YOUR TASKS:
1. In the Z-Health article, how long is the daily mobility practice DVD called the neural warm up?
2. Condense the paragraph of the Z-Health article that begins "OVERVIEW: TO cut to the chase" into a short bulleted list that keeps its main facts.
3. Write the next part of the Z-Health article, picking up after its final sentence.

TEXT EXCERPT:
>> Start

Tuesday, September 9, 2008

What is Z-Health R-Phase: not your daddy's joint mobility

Note from Nov 2009: the article below was written shortly after my initial experience with z-health. After going through the whole certification suite of z-health's R,I,S,T and 9S certs, my view has clarified quite a bit and is hopefully easier to grok.

You may find the following piece interesting (i hope you do) but i think a clearer take on the z-health picture can be seen across a few pieces:
and for a total cut to the chase overview, an interview i did with chris highcock at contitioning research has i think the most succinct version yet.

And now, back to your article:
zhealth movement rehab package
OVERVIEW: TO cut to the chase, if you're looking for a good follow-along dynamic joint mobility program, the z-health "movement rehab package" is a great way to go: it comes with three dvd's and a detailed manual: one DVD is instructional, going through each of the movements and what targets to focus on in the movement to get best effect. The next is a 20 minute program flow that goes through the set of movements in a sequence. And there's a 10 min daily mobility practice DVD (called the neural warm up) to keep all joints oiled, as it were. THe manual creates a 12 week approach to learning each component of the movements, to build practice, awareness, and most particularly, rebuilding or rehabbing the maps in the brain that learn and orient good movement.

>> End

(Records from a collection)
>> Start

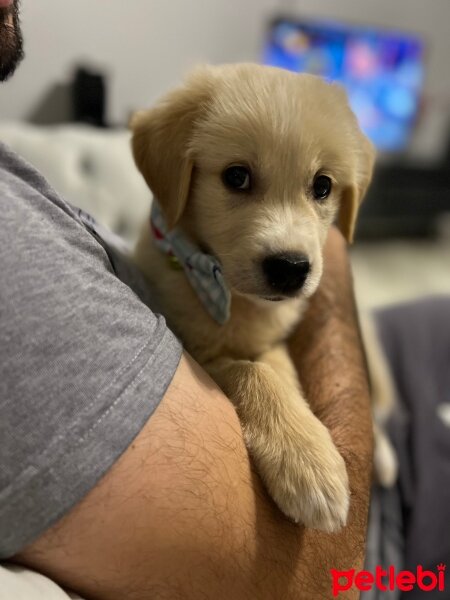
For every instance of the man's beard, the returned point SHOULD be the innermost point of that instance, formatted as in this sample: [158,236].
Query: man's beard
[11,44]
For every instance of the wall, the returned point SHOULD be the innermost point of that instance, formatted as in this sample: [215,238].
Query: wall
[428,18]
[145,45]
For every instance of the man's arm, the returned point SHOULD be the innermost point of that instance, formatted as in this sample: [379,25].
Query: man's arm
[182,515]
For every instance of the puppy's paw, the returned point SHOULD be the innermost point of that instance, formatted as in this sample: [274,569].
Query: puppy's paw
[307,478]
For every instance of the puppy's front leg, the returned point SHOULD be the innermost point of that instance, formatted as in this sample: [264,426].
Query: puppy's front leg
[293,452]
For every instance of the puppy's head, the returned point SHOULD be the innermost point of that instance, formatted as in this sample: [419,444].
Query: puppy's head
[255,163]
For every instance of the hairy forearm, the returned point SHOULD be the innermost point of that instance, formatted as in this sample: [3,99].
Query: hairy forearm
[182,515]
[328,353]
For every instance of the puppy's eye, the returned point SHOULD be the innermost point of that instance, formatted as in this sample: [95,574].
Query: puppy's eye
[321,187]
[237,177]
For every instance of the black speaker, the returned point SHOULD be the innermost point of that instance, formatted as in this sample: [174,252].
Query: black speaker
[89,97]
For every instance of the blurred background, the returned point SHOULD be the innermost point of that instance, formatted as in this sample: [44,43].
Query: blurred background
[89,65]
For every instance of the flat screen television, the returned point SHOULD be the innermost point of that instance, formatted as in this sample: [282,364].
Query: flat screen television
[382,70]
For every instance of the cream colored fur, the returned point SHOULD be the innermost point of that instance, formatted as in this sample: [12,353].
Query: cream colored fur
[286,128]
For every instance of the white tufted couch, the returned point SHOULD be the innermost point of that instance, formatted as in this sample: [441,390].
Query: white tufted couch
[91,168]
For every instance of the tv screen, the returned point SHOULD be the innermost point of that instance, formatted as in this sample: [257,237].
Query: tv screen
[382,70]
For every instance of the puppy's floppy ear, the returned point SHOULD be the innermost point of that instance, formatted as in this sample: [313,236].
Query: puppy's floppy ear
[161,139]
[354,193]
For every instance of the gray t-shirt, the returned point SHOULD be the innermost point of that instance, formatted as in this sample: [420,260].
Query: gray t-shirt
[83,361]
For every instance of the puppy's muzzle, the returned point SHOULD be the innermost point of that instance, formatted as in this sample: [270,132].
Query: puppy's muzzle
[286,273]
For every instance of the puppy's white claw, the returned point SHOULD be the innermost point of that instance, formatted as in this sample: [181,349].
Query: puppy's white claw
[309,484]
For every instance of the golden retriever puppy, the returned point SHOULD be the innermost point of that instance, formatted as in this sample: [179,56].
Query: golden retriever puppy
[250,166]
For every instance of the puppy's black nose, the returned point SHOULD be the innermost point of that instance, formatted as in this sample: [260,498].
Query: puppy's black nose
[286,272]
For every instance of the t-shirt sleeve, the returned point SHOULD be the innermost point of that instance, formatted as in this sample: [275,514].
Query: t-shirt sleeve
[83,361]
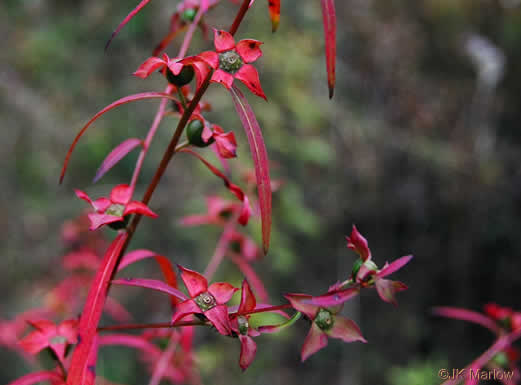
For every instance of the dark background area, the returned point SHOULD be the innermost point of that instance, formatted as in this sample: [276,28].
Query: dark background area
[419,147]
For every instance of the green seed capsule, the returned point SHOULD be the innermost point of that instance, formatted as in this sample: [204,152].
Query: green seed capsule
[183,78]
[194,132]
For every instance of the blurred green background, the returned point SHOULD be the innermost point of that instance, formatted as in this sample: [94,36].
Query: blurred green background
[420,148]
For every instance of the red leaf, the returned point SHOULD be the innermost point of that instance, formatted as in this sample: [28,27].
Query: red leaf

>> End

TASK RESPONSES:
1. It is 10 minutes long.

2.
- The z-health "movement rehab package" is a good choice for a follow-along dynamic joint mobility program.
- It includes three DVDs and a detailed manual.
- The instructional DVD covers each movement and the targets to focus on for best effect.
- A second DVD is a 20-minute program flow that runs through the movements in sequence.
- A 10-minute daily mobility practice DVD, the neural warm up, keeps all joints "oiled."
- The manual lays out a 12-week approach to learning each component of the movements, building practice and awareness, and rebuilding the brain's maps for good movement.

3.
More detailed overview of the DVD's in the "what's on the DVD's" below.

GETTING INTO IT What the heck is Z health (or ZHealth or Z-Health)? This is a fast review overview of Z-Health from the perspective of someone who's recently certified in the first level of z training called R-phase.

The usual response i've had to this very query about Z-Health is "it's joint mobility, right?" - which is frequently followed by "i do that already; don't need more/other."

Just as a quick aside, what is joint mobility work, anyway? It's usually construed as work to move joints through their whole range of motion. Ok. So why is that a good idea? And what if you can't move a joint through it's ROM? Or how do you know that you've done so?

Some folks talk about joint mobility work as an end in itself: that it's taking care of the surfaces of the joint for "joint health." And sure there's good there: move it or lose it. Body parts that don't get moved don't get the same attention as joints that do; moving joints also helps move waste materials away and good stuff in, and can stop weird growths from poor mobility or improper mobility.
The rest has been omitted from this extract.